TASK GOAL:
Pictures stay out; please output the remaining data exactly.

DATASET:
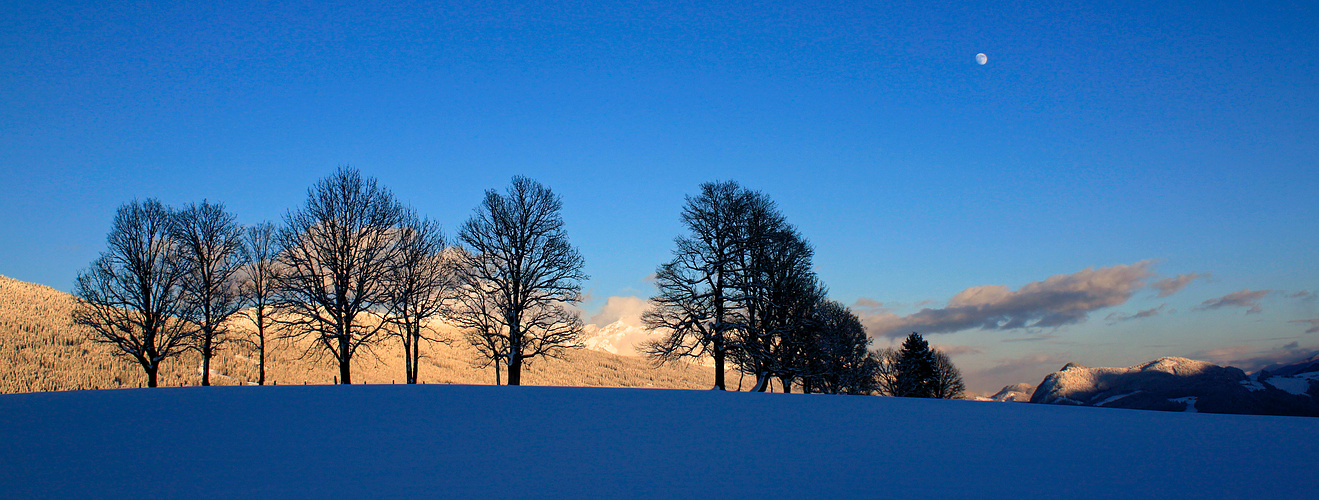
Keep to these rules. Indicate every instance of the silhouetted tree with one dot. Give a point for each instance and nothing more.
(838, 358)
(211, 255)
(885, 371)
(257, 285)
(474, 312)
(697, 300)
(777, 293)
(917, 371)
(519, 276)
(914, 368)
(335, 252)
(418, 286)
(947, 377)
(131, 296)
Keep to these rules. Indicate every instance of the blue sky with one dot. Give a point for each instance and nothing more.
(1182, 135)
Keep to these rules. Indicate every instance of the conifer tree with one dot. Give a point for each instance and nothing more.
(916, 368)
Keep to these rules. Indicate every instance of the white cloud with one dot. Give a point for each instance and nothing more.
(1244, 298)
(616, 327)
(1057, 301)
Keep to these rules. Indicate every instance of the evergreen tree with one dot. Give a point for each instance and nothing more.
(916, 368)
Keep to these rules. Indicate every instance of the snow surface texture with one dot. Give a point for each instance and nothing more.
(467, 441)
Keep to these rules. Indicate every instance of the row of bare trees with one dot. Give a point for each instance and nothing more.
(741, 289)
(347, 269)
(352, 267)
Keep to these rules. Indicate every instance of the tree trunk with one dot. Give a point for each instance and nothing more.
(206, 359)
(719, 366)
(414, 358)
(344, 359)
(260, 347)
(151, 375)
(515, 371)
(408, 368)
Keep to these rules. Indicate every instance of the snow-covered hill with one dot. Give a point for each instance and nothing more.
(462, 441)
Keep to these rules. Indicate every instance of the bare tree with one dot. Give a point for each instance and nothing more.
(417, 288)
(947, 377)
(131, 296)
(778, 292)
(475, 313)
(211, 252)
(697, 300)
(335, 252)
(257, 285)
(519, 276)
(838, 360)
(885, 371)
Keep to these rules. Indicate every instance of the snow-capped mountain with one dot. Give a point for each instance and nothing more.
(616, 338)
(1011, 393)
(1179, 384)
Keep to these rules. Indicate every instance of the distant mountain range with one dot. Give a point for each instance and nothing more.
(1179, 384)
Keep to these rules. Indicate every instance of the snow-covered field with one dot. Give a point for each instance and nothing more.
(466, 441)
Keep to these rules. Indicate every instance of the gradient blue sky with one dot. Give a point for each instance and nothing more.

SOLUTION FOR THIS TASK:
Keep to these rules. Indicate every instance of the silhouetted tree with one dot. Give a point for each instance and nothing more.
(838, 358)
(211, 255)
(885, 371)
(257, 285)
(474, 312)
(697, 300)
(777, 293)
(917, 371)
(519, 276)
(914, 368)
(335, 252)
(418, 286)
(947, 377)
(131, 296)
Keep to these rules. Indicate every instance of the blue sky with one dot. Give a point for each instance and nothing more.
(1182, 135)
Keep to these rules. Indicate every instance of the conifer tree with one dot. Give a point for each instance and nothing more.
(916, 368)
Keep to these rules. Indicate every instance of the white cloud with one dot. Give a point for each instance and nothing more.
(1244, 298)
(616, 327)
(1057, 301)
Keep to these rules. Indicate every instance of the evergreen tree with one dot. Give a point for each instance and nothing more.
(916, 368)
Keep to these rules. Indicate every instance of the snow surface texture with one dot. Give a point for each instance and nothing more.
(467, 441)
Keep to these rules. Indicate every instance of the row of bare trees with one dot. Give a point for each instance and nothing more.
(741, 289)
(347, 269)
(352, 267)
Keep to these rules. Indicate every instance of the tree trunk with one dot. Give a point for each instance and nothing more.
(206, 359)
(719, 366)
(414, 358)
(344, 359)
(260, 347)
(151, 375)
(515, 371)
(408, 368)
Keep to these rules. Indicate every instance of the snow-covered hill with one dot. Give a point for each instance and nothing more.
(462, 441)
Keep to these rules. Indicate every instance of the bare tree with one dot. Give a point for each instance and nothing more.
(417, 288)
(947, 377)
(131, 296)
(778, 292)
(475, 313)
(211, 252)
(697, 300)
(335, 252)
(257, 285)
(519, 276)
(838, 360)
(885, 371)
Keep to these rules. Indicate every instance of the snow-capped mountain with one dot. Give a point for each instance and nothing more.
(616, 338)
(1011, 393)
(1179, 384)
Keep to these rules. Indicate every instance of the distant mountain range with one dot. Give a point for each instance and nothing more.
(1179, 384)
Keep to these rules. Indicate every instance of the snow-covered field with one dot. Give a point for each instance and nothing more.
(466, 441)
Keep to these rules. Indicate every instance of the gradient blue sky with one dot. Give a point for each instance and nothing more.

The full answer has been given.